_EXERCISE_
Select and copy every line in the two blocks below that contains the string "sculpture". Case counts.

** START **

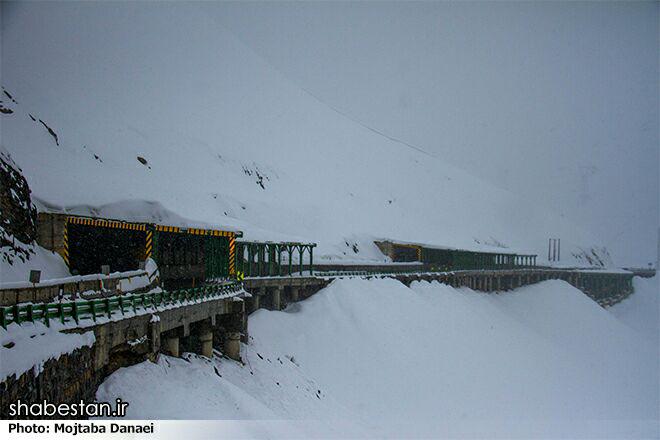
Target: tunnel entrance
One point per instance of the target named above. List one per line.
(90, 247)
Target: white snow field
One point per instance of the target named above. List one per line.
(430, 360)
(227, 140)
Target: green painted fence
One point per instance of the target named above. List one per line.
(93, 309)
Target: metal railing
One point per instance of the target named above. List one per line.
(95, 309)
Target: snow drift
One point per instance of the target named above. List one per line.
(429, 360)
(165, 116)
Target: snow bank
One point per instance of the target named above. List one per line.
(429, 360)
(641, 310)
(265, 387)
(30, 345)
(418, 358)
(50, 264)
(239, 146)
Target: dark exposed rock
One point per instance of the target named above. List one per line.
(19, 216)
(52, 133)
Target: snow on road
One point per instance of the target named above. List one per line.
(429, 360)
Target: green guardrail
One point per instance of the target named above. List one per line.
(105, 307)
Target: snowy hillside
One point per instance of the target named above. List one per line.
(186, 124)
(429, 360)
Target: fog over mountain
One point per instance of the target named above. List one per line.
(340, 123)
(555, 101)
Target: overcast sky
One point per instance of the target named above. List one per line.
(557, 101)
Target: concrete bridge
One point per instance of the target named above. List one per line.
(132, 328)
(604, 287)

** END **
** START **

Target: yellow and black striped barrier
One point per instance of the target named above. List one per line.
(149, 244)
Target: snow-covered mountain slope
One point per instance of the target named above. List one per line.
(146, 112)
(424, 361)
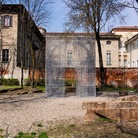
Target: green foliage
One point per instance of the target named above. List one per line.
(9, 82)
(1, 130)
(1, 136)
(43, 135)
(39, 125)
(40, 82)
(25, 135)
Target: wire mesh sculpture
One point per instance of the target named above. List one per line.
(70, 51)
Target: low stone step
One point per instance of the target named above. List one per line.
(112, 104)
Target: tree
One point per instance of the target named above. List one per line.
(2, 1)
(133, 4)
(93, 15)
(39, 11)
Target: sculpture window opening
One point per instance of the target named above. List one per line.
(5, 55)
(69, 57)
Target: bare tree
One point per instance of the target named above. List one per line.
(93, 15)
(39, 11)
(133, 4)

** END **

_ANSWER TO THE PROBLEM_
Target: wire mesh sculpture
Target: sculpture window opening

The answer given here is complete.